● **GIVEN PASSAGE**:
···
I think the latter is possible. And should be the standard. Government thinking we are too stupid to make our own health care decisions ticks me off.Zobel said:
again i'm not sure where you think we disagree.
healthy children and young adults have a much lower risk for poor outcomes. I agree.
however, even considering that, the vaccines lower that risk further. the risk ratio for the vaccine or number needed to treat or whatever you want to is in favor of vaccinating kids. just like it is for the flu shot (another disease which has a low risk to young people). covid vaccines have a lower risk of serious side effects than the flu shot.
I am not defending fauci or any public official. public messaging sucked. but that doesn't mean social media was good.
if we're talking about learning lessons, based on what you're saying then one lesson is that the general public sucks at medical research and has some really confused opinions about vaccines.
i suspect that a lot of this was driven by the idea of a "noble lie" which is the wrong response to the statement above.
what happened
people may not understand -> let's infantilize them and lie if necessary to get the outcome we want
vs what should have happened
people may not understand -> let's improve our communication and have frank, open discource
maybe its a pipe dream, maybe the latter isn't possible. i really don't know, to be honest. social media disinformation is a really powerful obstacle.
And your thinking is not the thinking I have a problem with.
···
● **PROVIDED RECORDS**:
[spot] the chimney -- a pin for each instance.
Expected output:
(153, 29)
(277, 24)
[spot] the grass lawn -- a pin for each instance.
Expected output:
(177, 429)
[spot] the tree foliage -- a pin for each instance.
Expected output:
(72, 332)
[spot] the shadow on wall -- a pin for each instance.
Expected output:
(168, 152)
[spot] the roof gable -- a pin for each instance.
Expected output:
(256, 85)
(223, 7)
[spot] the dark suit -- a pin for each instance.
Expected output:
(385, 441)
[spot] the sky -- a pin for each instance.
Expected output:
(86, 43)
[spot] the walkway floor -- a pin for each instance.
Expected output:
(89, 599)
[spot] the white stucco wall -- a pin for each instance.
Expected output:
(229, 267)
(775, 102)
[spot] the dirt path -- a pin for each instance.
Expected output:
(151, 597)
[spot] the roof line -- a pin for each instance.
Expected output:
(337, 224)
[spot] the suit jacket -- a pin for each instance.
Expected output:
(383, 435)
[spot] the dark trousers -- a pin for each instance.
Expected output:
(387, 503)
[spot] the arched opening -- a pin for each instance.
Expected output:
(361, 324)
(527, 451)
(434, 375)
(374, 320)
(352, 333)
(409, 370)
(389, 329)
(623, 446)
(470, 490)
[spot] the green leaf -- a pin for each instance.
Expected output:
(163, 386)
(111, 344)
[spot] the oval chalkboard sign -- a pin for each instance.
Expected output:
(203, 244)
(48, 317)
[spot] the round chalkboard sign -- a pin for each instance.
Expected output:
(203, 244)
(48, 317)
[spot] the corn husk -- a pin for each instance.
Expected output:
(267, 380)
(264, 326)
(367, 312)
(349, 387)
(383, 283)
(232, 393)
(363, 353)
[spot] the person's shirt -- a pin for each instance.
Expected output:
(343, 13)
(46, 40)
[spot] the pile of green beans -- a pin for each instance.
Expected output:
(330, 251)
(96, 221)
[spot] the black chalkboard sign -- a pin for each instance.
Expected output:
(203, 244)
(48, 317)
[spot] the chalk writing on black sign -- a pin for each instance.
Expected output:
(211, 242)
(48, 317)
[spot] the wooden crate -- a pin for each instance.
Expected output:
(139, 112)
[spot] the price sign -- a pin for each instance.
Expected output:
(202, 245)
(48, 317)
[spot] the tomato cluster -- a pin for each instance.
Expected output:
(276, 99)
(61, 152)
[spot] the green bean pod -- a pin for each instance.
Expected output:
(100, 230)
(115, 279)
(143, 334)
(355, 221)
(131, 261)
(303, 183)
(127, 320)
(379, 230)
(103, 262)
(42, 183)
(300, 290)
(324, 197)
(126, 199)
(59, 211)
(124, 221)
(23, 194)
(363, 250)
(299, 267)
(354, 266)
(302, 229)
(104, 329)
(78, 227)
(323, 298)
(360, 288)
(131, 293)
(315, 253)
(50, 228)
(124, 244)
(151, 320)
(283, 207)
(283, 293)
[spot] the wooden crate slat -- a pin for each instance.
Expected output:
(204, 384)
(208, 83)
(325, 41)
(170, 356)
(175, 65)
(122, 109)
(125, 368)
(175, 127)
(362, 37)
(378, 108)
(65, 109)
···
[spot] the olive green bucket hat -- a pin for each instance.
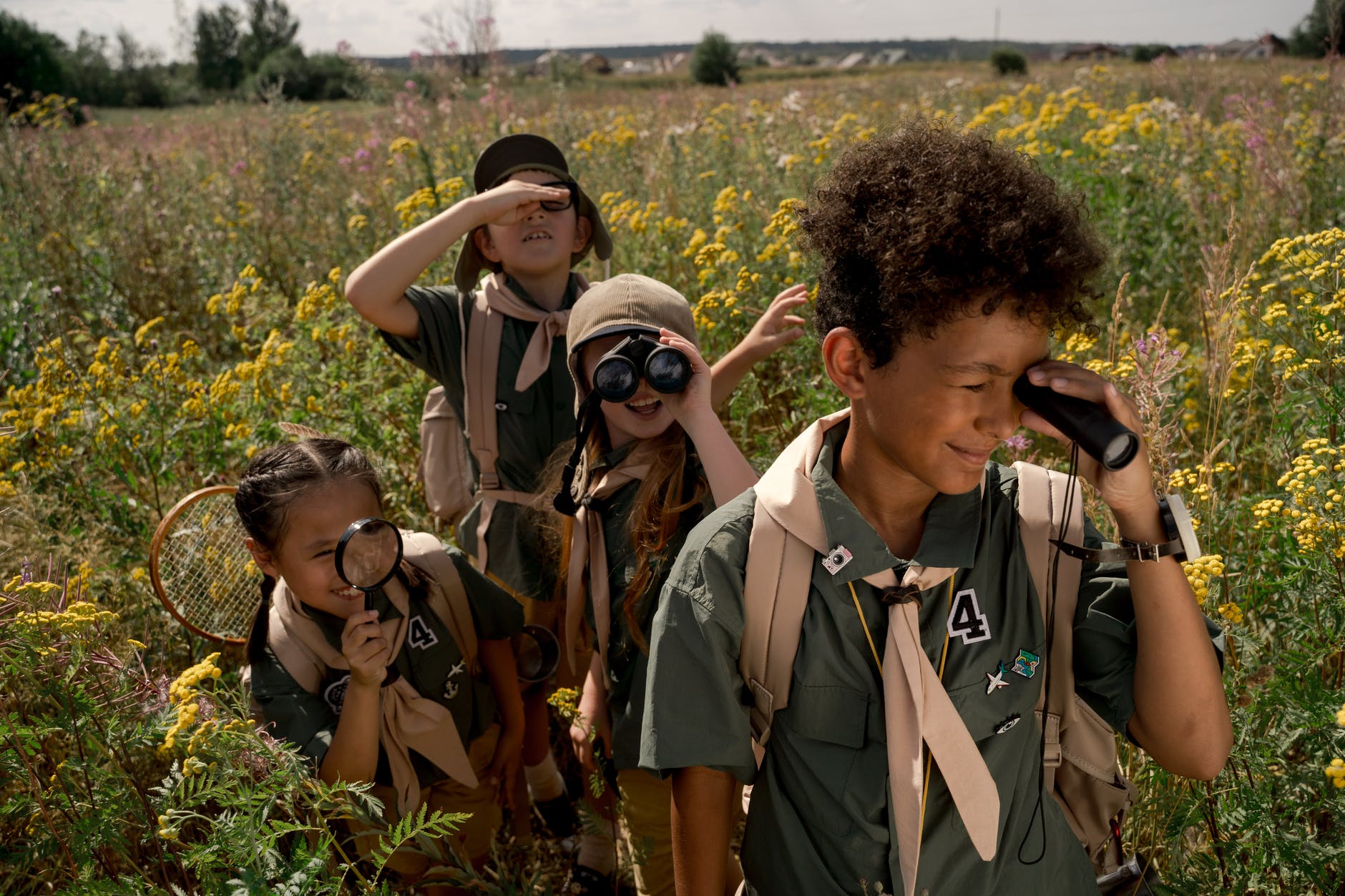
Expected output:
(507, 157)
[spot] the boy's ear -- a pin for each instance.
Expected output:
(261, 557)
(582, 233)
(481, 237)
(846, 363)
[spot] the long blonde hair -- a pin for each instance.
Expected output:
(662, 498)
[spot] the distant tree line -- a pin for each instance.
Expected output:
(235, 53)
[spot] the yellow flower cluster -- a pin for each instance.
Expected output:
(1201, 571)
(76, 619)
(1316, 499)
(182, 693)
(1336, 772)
···
● **WHAT IS REQUIRED**:
Check each statement against the vaccine discussion. Answer yes or no, and quote the exact words that settle it.
(a) COVID vaccines are said to carry a lower risk of serious side effects than the flu shot.
(b) The writer defends Fauci's public messaging.
(c) The writer is certain that frank, open discourse is achievable.

● **FINISHED TASK**:
(a) Yes: "covid vaccines have a lower risk of serious side effects than the flu shot."
(b) No: "I am not defending fauci or any public official. public messaging sucked."
(c) No: "maybe its a pipe dream, maybe the latter isn't possible. i really don't know, to be honest."